## TASK PROMPT:
Scan the entries for "water". Every line that holds it is to be copied.

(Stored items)
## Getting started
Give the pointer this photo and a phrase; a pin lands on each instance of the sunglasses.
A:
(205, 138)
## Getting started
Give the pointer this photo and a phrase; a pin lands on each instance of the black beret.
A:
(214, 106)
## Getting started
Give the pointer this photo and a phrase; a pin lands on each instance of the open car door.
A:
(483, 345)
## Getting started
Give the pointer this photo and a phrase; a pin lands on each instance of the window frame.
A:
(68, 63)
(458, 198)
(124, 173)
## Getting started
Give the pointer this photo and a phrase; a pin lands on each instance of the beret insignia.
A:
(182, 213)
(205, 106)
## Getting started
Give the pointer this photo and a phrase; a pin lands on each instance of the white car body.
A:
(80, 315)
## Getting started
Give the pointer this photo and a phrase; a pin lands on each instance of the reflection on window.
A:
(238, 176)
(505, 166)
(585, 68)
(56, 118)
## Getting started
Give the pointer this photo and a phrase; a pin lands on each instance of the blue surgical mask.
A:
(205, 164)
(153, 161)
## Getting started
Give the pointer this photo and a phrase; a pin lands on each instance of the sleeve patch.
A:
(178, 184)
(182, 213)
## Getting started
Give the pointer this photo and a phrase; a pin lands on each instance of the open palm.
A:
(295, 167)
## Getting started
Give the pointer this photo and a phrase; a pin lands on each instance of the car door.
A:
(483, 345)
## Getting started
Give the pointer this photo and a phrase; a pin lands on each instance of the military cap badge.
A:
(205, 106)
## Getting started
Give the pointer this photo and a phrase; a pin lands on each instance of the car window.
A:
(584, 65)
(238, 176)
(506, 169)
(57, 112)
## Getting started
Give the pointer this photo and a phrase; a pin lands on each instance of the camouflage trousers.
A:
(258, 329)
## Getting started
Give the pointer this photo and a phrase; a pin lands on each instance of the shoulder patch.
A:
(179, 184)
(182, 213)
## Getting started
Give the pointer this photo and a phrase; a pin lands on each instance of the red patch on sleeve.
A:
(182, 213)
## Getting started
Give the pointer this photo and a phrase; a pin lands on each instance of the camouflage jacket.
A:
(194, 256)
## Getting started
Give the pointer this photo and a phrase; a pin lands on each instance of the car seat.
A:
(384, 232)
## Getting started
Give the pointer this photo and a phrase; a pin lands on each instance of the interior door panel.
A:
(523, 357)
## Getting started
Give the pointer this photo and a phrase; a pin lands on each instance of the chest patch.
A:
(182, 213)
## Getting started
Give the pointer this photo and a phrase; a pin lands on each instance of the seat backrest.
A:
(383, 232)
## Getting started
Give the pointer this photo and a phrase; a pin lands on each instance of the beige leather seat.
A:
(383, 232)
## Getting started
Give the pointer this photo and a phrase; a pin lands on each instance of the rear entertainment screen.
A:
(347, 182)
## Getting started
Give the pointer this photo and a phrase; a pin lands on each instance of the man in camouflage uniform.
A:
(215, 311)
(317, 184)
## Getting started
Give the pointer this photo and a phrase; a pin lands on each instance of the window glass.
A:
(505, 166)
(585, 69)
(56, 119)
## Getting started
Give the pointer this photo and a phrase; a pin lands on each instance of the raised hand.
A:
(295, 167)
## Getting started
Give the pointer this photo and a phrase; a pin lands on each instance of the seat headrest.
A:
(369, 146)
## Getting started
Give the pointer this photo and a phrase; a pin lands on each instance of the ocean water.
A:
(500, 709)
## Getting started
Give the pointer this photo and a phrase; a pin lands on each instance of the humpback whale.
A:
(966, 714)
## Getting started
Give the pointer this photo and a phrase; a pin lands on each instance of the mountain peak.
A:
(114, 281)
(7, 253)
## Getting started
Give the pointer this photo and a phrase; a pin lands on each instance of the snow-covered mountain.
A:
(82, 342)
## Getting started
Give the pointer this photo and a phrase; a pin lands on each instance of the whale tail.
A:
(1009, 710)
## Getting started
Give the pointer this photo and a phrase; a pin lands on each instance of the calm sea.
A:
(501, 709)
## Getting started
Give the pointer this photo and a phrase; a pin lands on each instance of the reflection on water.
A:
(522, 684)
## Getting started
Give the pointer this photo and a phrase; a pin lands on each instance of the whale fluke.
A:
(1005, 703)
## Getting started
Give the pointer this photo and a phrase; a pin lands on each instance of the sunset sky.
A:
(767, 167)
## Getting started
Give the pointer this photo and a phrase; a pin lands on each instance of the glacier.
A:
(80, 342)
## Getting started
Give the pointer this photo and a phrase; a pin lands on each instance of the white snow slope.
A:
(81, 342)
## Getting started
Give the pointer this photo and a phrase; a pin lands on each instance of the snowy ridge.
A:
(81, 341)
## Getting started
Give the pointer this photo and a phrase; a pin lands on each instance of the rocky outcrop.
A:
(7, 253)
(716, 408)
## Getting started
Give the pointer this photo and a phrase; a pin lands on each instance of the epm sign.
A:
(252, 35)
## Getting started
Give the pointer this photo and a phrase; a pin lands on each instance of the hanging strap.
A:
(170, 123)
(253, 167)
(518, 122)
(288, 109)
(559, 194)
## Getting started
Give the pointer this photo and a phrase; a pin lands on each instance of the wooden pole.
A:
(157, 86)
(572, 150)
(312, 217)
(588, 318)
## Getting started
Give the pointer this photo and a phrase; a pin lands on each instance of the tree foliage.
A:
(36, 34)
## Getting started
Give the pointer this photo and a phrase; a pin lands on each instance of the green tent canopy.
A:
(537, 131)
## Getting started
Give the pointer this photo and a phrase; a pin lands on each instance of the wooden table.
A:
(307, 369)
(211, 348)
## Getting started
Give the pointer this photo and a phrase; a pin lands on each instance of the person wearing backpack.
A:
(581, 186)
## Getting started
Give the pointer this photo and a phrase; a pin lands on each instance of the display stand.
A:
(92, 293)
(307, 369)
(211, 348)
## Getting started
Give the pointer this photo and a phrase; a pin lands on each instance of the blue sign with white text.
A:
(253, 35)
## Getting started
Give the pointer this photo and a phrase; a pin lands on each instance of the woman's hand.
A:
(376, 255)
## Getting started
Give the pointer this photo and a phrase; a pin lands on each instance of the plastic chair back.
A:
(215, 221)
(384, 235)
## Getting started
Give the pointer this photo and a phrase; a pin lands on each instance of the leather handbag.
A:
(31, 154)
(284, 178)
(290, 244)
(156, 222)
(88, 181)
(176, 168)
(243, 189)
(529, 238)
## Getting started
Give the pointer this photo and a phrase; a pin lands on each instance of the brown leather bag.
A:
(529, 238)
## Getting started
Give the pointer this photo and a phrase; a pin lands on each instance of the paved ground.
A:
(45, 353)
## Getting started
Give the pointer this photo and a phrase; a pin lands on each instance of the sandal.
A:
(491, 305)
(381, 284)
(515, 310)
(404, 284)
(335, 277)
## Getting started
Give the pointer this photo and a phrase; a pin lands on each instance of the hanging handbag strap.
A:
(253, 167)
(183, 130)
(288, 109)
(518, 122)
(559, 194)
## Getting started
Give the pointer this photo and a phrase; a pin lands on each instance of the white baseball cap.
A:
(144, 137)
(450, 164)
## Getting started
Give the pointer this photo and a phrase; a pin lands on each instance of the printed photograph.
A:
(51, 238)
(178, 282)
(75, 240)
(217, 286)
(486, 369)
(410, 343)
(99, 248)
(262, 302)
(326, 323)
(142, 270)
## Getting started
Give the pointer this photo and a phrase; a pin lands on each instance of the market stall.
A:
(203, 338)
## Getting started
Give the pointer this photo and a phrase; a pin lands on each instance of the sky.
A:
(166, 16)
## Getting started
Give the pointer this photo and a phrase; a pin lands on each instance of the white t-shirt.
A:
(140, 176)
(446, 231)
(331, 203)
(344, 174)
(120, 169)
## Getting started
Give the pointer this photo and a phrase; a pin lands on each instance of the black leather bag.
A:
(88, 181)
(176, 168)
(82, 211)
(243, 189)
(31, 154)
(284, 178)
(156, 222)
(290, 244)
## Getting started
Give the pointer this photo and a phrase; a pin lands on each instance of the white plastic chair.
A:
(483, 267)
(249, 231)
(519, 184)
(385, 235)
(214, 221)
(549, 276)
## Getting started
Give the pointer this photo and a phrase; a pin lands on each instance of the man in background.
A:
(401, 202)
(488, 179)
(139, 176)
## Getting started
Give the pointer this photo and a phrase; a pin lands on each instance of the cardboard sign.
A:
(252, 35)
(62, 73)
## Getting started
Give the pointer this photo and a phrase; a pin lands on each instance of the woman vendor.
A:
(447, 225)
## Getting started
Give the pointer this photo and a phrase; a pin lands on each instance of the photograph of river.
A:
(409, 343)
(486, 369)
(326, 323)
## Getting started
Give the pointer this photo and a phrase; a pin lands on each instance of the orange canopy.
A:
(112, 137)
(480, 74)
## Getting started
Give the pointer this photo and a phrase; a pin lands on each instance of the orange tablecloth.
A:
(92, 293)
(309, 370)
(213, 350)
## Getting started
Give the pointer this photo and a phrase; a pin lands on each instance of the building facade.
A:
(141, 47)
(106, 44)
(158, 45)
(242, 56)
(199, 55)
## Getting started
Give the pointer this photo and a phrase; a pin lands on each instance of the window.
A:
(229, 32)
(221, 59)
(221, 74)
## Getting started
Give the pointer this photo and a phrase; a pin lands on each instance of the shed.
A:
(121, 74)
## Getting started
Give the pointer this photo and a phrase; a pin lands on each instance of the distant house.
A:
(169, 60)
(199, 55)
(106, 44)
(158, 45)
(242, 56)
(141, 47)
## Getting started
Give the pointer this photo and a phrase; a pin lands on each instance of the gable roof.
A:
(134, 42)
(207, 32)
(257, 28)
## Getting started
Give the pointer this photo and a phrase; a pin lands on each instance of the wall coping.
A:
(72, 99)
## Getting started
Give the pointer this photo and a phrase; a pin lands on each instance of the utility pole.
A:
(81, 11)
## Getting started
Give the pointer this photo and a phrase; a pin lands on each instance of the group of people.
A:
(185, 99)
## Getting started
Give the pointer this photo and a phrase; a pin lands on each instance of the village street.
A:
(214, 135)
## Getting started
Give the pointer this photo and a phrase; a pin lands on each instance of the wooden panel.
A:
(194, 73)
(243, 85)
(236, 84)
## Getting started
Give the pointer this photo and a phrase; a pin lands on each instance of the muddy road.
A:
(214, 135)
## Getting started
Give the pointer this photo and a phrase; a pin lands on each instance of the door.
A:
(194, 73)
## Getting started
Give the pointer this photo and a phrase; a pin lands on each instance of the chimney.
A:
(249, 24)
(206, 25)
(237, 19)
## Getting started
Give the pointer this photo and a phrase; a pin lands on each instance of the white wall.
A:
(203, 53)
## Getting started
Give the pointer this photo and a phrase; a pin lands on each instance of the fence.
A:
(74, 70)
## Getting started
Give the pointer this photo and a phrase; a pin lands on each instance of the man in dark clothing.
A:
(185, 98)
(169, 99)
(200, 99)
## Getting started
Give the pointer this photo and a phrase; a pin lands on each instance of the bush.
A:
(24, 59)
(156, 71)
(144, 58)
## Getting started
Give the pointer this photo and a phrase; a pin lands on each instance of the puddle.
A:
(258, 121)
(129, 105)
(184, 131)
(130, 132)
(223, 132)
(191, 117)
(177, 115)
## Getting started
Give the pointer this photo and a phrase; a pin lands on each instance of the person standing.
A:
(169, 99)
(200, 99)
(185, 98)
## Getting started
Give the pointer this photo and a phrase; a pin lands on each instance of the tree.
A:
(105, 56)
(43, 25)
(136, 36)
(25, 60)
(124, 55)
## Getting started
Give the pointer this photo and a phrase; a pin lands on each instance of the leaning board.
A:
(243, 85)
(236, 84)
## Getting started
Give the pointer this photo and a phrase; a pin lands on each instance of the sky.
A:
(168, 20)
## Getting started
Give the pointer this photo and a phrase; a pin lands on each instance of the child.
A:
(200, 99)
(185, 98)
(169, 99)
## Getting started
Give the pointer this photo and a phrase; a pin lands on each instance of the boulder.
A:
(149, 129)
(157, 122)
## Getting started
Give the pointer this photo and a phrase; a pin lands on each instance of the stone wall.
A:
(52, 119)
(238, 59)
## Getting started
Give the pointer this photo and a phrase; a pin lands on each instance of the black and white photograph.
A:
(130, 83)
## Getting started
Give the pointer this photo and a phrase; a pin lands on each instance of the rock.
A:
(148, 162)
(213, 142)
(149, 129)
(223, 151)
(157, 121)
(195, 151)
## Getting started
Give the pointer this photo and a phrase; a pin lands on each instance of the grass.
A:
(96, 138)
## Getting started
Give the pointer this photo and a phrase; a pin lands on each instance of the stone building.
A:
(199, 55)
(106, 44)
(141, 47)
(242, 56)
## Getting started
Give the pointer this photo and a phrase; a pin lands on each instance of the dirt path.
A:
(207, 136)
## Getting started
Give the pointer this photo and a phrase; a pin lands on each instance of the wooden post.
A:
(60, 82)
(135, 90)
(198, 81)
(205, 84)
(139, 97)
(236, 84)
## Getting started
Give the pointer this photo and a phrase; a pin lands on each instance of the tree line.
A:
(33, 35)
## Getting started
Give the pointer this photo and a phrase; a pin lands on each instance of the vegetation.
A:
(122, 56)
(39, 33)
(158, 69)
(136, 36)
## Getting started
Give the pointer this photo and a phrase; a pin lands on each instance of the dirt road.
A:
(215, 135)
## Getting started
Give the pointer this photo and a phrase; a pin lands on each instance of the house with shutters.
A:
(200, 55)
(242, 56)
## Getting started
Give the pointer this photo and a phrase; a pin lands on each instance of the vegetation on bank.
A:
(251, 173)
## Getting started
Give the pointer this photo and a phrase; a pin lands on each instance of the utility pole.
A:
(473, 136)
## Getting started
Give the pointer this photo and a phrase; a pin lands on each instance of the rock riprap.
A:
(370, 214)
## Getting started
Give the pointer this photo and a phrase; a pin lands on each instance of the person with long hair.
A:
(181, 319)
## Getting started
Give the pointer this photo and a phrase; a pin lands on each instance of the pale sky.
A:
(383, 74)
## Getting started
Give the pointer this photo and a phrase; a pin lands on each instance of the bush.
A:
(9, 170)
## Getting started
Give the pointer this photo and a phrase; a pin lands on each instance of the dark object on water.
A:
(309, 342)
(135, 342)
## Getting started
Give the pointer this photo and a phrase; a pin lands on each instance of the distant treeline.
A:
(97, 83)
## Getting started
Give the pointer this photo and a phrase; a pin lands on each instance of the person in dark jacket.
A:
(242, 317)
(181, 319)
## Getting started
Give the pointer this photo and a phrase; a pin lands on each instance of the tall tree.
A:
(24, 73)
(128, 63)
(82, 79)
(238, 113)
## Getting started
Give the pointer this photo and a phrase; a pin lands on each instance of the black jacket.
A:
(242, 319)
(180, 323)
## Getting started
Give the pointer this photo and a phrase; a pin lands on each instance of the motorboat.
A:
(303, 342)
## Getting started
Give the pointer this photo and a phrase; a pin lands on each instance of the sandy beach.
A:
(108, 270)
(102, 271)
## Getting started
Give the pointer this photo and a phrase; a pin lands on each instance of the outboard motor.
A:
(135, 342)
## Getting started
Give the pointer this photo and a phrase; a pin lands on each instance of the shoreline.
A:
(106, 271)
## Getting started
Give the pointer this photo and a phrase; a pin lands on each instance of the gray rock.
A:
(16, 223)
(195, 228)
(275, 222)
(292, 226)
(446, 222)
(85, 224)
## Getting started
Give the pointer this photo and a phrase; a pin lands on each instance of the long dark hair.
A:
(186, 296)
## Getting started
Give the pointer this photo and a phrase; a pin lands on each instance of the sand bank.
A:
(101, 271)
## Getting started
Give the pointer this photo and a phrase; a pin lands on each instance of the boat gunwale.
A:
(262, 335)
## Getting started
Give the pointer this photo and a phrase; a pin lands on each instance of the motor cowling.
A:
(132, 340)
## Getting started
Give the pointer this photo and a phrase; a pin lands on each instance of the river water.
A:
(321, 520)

## ANSWER TO THIS EXERCISE:
Give the pointer this photo and a phrase; a pin lands on each instance of the ocean water.
Give the pointer this photo and a phrase; a pin lands on each instance of the reflection on water.
Give the pointer this photo and a phrase; a pin lands on each instance of the dark object on water.
Give the pointer this photo and a phrase; a pin lands on each instance of the river water.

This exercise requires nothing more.